● PASSAGE PRÉSENTÉ
"""

A Ouistreham, "rien n'a bougé" pour l'hygiène des migrants malgré une injonction du Conseil d'Etat
Onze jours après l'injonction du Conseil d'Etat à la commune de Ouistreham, près de Caen, de faciliter l'accès à l'hygiène pour les migrants d'un campement installé au bord d'un canal, "rien...
Onze jours après l'injonction du Conseil d'Etat à la commune de Ouistreham, près de Caen, de faciliter l'accès à l'hygiène pour les migrants d'un campement installé au bord d'un canal, "rien n'a bougé" regrettent les ONG sur place.
"Durant l'été la préfecture a installé ces cabines sanitaires (un toilette et une douche par cabine, ndlr), mais le budget n'a pas été voté par la commune pour les raccorder à l'assainissement, donc ça déborde", déplore Philippine Bouvier, coordinatrice terrain pour l'ONG Solidarités International.
Elle fait face à l'unique point d'accès à l'eau potable du campement, "deux boutons poussoir de quatre secondes".
A quelques pas des toilettes condamnées pour cause de trop plein, une cocotte fume au-dessus d'un feu de camp: on prépare l'assida, un repas traditionnel soudanais de semoule bouillie.
Ce camp, à quelques centaines de mètres du terminal ferry qui relie Caen à l'Angleterre, ne comptait qu'une trentaine de personnes cet hiver, mais il a connu un afflux important durant l'été, et c'est une petite centaine d'hommes de 14 à 40 ans qui se regroupent autour du feu.
"Je suis venu en Europe pour faire une demande d'asile car j'ai fui la guerre", déclare un migrant d'une vingtaine d'années sous couvert d'anonymat.
"Je suis allé à Dunkerque, Calais, mais les conditions sont pires qu'ici", estime le jeune homme. "Je suis revenu à Ouistreham car je peux installer ma tente et me protéger, et il fait également moins froid, tu n'es pas congelé par le vent dans tes os comme là-bas".
La commune s'est vu enjoindre le 1er décembre par le Conseil d'Etat de "créer des points d'eau et des latrines, ainsi qu'un dispositif d'accès à des douches" pour ces hommes venus pour la plupart du Darfour, un territoire soudanais en guerre où l'ONU soupçonne un "génocide".
La mairie avait huit jours pour "prendre les mesures indispensables au fonctionnement des équipements sanitaires" sous peine d'une amende de 1.000 euros par jour.
Sollicité par l'AFP, le maire LR de Ouistreham, Romain Bail a répondu par SMS: "Aucune réaction".

"""

● DONNÉES FOURNIES
"""

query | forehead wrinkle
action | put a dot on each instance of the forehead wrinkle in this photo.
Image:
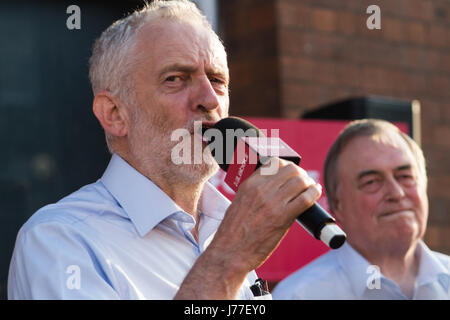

"""

● TÂCHES À EFFECTUER
[1] Traduisez en anglais la phrase suivante de l'article sur Ouistreham : « Elle fait face à l'unique point d'accès à l'eau potable du campement, "deux boutons poussoir de quatre secondes". »
[2] Relevez toutes les villes françaises nommées dans l'article sur Ouistreham.
[3] Poursuivez l'article sur Ouistreham après la réponse du maire par SMS.
Le matériel fourni n'intervient pas dans ce travail.

● RÉPONSES ATTENDUES
[1] She is facing the camp's only drinking water access point, "two four-second push buttons."

[2] Ouistreham, Caen, Dunkerque, Calais

[3]
Manque de vêtements
Une fois le repas distribué, les exilés s'assoient à même le sol sur le parking humide pour partager l'assida fumante.
Moussa, cheveux en tresse et charisme en bandoulière, s'enfonce dans le sous-bois qui sert de dortoir.
Le sol gorgé d'eau est jonché des traces d'une vie précaire: papier à cigarettes, brosses à dents, mouchoirs, bouteilles d'eau, chaussettes...
"Ici on est une seule tribu, on parle la même langue et on se protège", explique Moussa, 25 ans, parti de son pays en 2014 et arrivé en France après douze tentatives infructueuses de traversée de la Méditerranée.
Environ 90 tentes s'étalent le long d'un couloir étroit sur près de 200 mètres, leurs occupants y vivent le plus souvent à deux.
"L'eau est froide pour se doucher, il n'y a pas d'électricité pour charger nos téléphones et garder contact avec nos familles, les toilettes débordent", déplore le jeune homme, "mais le plus dur c'est le manque de vêtements et de chaussures".
Christine Lannéval, une infirmière de 61 ans bénévole à l'association CAMO (collectif d'aide aux migrants de Ouistreham), assiste un médecin dans des consultations médicales deux fois par semaine.
"Il y a des infections pulmonaires, la gale, des problèmes digestifs principalement liés au stress même s'ils ne le disent pas comme ça", indique-t-elle, "et nous avons eu un cas de tuberculose".
Elle serre dans ses bras un sac contenant deux paires de chaussures à donner qu'elle prend garde de ne pas exhiber: "Ca vaut de l'or ici".